- Exercise aim:
Your task is to return the line containing "point: elderly man" plus every line after it, exactly and with nothing added.

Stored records

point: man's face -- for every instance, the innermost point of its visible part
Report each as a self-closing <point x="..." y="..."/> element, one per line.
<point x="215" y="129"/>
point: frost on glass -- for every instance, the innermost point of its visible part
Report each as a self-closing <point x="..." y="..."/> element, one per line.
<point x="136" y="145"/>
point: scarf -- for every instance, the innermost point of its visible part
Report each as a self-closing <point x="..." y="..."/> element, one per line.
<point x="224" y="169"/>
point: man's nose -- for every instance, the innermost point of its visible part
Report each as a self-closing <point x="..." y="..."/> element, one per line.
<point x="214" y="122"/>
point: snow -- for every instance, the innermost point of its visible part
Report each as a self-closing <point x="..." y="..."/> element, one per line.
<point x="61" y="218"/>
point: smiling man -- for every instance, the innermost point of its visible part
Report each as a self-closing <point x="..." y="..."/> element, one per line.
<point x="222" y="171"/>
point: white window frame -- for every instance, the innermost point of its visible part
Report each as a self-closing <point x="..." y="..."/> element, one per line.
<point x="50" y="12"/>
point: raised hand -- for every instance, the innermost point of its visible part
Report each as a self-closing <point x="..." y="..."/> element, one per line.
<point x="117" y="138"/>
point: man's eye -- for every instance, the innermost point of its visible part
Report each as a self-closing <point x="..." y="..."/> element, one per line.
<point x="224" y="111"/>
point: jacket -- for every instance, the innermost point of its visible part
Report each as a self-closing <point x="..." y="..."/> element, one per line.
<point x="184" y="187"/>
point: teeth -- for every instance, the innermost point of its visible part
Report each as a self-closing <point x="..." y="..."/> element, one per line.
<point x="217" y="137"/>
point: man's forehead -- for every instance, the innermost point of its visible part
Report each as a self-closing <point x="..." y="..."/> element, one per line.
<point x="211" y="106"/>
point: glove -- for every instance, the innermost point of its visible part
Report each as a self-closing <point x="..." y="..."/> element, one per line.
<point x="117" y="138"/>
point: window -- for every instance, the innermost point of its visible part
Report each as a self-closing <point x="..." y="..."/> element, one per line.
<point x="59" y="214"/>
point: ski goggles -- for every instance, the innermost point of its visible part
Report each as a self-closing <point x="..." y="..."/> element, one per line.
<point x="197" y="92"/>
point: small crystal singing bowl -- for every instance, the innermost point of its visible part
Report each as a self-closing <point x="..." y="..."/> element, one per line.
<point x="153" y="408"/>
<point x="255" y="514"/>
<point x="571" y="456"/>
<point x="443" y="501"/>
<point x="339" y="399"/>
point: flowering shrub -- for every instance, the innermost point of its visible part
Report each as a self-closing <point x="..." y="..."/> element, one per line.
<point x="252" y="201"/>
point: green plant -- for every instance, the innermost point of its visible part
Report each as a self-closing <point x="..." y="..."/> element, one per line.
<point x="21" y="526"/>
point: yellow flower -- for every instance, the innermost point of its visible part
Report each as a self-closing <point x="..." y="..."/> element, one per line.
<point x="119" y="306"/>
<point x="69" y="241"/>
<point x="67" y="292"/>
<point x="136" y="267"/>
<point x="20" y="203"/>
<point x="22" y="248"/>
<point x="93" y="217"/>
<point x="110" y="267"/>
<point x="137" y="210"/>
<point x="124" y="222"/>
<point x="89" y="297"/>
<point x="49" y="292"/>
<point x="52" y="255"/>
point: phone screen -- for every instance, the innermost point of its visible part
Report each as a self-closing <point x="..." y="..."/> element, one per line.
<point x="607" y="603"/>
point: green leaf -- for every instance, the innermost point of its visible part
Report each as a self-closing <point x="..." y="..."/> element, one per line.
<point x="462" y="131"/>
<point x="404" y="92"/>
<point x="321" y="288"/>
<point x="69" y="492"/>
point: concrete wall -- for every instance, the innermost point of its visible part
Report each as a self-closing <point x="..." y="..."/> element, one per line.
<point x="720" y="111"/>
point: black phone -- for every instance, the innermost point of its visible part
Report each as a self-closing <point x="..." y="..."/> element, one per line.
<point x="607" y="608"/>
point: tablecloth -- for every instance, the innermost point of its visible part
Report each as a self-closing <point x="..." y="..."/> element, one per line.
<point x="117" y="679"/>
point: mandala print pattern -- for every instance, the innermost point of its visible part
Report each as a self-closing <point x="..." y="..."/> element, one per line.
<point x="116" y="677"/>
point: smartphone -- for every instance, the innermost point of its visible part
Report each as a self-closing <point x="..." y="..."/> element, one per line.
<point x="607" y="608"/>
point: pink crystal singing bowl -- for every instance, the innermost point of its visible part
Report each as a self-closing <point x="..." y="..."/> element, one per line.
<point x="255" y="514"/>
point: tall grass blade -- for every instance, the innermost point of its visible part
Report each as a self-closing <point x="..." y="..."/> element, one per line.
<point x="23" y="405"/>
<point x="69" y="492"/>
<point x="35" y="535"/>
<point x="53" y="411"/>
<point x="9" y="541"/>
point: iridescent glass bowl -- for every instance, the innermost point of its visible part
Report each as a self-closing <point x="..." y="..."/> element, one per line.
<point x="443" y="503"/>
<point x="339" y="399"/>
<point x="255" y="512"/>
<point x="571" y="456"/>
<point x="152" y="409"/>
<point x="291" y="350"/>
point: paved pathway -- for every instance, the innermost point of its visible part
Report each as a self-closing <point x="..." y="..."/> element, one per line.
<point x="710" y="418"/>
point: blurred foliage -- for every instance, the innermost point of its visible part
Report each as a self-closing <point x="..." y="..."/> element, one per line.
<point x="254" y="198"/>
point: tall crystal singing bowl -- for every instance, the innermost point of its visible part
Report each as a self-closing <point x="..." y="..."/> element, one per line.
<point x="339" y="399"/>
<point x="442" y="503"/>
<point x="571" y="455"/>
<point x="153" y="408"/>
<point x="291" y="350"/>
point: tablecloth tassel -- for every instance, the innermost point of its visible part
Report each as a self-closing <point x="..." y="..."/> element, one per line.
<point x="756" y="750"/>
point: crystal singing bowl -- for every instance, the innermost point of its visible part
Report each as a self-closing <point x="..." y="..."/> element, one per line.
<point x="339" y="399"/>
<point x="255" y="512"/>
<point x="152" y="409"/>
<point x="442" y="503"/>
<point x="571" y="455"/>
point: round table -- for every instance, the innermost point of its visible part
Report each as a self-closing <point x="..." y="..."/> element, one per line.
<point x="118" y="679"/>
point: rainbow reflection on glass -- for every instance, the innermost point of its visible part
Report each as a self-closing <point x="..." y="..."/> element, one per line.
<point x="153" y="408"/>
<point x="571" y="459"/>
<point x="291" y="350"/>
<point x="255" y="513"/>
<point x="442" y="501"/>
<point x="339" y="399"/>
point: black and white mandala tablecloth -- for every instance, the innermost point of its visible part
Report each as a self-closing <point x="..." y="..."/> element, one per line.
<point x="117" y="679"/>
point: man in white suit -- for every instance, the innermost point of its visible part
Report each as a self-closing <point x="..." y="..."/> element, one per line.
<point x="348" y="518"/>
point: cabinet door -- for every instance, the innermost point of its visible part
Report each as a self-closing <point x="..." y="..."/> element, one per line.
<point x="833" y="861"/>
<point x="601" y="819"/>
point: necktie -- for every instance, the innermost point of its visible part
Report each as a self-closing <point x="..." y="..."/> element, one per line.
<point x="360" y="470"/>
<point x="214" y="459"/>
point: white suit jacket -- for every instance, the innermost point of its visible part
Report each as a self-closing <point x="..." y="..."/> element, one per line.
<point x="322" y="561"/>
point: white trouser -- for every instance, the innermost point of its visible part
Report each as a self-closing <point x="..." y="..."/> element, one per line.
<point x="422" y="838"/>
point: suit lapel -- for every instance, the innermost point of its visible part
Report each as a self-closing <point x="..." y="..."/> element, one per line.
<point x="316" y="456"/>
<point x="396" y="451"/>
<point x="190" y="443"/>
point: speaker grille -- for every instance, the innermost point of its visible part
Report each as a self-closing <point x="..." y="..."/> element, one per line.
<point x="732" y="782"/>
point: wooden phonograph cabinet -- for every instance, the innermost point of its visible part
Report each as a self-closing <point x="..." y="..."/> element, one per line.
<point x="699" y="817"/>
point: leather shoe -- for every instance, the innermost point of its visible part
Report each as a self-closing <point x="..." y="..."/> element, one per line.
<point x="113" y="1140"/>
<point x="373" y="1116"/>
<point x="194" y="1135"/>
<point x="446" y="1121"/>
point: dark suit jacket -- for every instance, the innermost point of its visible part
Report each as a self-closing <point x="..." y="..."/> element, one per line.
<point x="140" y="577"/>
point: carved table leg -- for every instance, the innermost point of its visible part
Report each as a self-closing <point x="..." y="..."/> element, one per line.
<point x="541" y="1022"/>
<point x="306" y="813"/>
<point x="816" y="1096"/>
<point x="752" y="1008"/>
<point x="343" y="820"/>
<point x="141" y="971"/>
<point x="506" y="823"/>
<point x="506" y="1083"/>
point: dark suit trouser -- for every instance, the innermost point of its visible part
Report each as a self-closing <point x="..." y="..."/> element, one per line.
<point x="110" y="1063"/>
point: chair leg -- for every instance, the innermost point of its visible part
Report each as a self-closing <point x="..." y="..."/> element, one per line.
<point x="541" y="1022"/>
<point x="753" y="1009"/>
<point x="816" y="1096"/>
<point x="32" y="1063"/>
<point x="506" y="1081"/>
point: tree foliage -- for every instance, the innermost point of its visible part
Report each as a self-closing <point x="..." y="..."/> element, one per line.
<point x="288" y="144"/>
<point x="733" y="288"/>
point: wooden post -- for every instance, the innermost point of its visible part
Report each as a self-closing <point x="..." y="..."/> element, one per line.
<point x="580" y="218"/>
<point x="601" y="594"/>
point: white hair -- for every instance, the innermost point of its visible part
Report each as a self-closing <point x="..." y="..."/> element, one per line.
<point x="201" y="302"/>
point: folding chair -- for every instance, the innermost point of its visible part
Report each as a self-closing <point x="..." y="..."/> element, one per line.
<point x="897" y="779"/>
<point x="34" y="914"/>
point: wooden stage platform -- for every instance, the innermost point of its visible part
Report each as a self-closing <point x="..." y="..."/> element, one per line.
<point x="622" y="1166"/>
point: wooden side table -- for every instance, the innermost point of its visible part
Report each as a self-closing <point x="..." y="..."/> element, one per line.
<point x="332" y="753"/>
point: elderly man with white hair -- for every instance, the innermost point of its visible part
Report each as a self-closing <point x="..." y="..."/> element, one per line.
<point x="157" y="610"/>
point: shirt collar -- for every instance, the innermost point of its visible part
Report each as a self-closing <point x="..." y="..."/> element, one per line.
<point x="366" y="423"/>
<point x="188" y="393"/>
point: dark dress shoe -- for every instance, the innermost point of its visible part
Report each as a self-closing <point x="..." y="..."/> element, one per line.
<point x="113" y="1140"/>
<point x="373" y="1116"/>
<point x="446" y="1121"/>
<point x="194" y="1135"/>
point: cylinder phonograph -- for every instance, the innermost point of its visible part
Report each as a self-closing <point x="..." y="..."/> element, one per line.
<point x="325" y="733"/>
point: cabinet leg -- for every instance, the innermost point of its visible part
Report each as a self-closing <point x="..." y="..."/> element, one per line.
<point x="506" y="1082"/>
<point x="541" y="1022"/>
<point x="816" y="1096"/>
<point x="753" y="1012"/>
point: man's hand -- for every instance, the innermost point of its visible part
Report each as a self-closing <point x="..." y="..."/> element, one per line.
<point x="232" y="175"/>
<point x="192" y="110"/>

- The reply:
point: elderly man with white hair -- for every instance, the innermost point of its visible part
Report each as a self-closing <point x="..." y="..."/> element, one per line.
<point x="157" y="610"/>
point: shirt collar -- for every instance, the innermost point of its visible part
Report each as a self-closing <point x="..." y="..."/> element, one per line.
<point x="366" y="423"/>
<point x="188" y="393"/>
point: dark dress shoe -- for every instance, the innermost point of its visible part
Report each as a self-closing <point x="..." y="..."/> element, one per line.
<point x="113" y="1140"/>
<point x="373" y="1116"/>
<point x="446" y="1121"/>
<point x="194" y="1135"/>
point: cylinder phonograph -- for every instance, the innermost point of its visible part
Report each as a self-closing <point x="..." y="..."/> element, one per line.
<point x="325" y="733"/>
point: cabinet leg -- for every instance, the innermost point of its visible part
Report each as a self-closing <point x="..." y="..."/> element, one per line.
<point x="506" y="1082"/>
<point x="541" y="1022"/>
<point x="816" y="1096"/>
<point x="753" y="1012"/>
point: man's hand -- for every instance, the innermost point of its visible part
Report each as a self-closing <point x="..." y="..."/> element, one per line.
<point x="232" y="175"/>
<point x="192" y="110"/>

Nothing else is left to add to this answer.